**Reading text**
--- --- ---
On Wall Street, they have sayings. One of them is that they “eat what they kill.”

They mean this in a good way — that they earn their money by making the right bets or by landing the big clients. That money is theirs: They went and got it.

Of course, one could see it in another way: All the businesses, Private Equity, for example, has destroyed, buy buying them, paying themselves, loading the businesses up with the debt, and then letting them go under.

They earned that money by killing. ToysRUs for example, which was making a profit until they loaded it up with debt to pay for their takeover and the bonuses they gave themselves.

Or, say, causing the 2008 financial crisis, which had a bill that has to be at least 100 trillion and involved millions of people losing their jobs, homes, livelihoods, and in many cases, lives.

Finance, that is to say, demonstrably does more damage to everyone else than it does good, but it pays very very well, especially now that they own every government, so central banks are willing to print trillions of dollars to socialize their losses, while letting them keep the money they stole.
--- --- ---
**Data section**
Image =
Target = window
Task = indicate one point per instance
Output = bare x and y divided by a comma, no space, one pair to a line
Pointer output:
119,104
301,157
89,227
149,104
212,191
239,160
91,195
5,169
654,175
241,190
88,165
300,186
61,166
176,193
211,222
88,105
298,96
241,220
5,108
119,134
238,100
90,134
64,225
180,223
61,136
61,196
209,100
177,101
--- --- ---
**Given instruction A**
Summarize the piece on Wall Street's "eat what they kill" saying in two sentences.
**Given instruction B**
List the things the piece on Wall Street's "eat what they kill" saying says millions of people lost in the 2008 financial crisis.
**Given instruction C**
Carry on the piece about Wall Street's "eat what they kill" saying from the point where it stops.
The material has no role here.

**Written reply A**
Wall Street uses the saying "eat what they kill" with pride, meaning money earned through the right bets or big clients, but the piece argues it also fits firms like private equity that profit by loading businesses such as ToysRUs with debt and letting them go under. It also blames finance for the 2008 financial crisis, which cost millions of people their jobs, homes, livelihoods, and lives, and claims finance does more harm than good while central banks print trillions of dollars to socialize its losses.

**Written reply B**
Jobs, homes, livelihoods, and lives.

**Written reply C**
They don’t even actually win bets: If, in 2008, they had taken their losses, they would have all gone out of business.

It’s just a scam; a matter of brute force. They can print money and borrow money at rates ordinary people will never see and government makes sure they never take real losses and that markets go up no matter what is happening to the economy.

Then, there are the studies that show that the more money someone has, the worse their behaviour — the more sociopathic and less generous. Poorer people give more to charity as a percentage of income or wealth than rich people, which makes sense, as most rich people are rich because they care about money more than anything else.

The simple fact is that people like nurses, teachers, janitors, garbage pick up, farm workers, and factory floor workers are who create most value. On the intellectual and creative side, the designers, engineers, scientists, and other creators are the ones who create value, not the suits. In fact, suits often reduce value: It isn’t engineers and designers who wanted planned obsolesence (19th century engineers fought it bitterly) or to remove the right to repair.

Most financiers don’t even finance creation any more; they finance destruction. Most managers are, at best, a wash, any random person would do about as well and maybe better (management literature shows this clearly, it isn’t in dispute). As for CEOs, higher compensation correlates to worse performance, and during the 40s through the 70s, before the massive rise in CEO compensation, had far more growth than our era. CEOs eat what they kill, is all. They control who gets paid what, so they pay themselves the most. It has nothing to do with merit, except if merit means “you deserve whatever you get.”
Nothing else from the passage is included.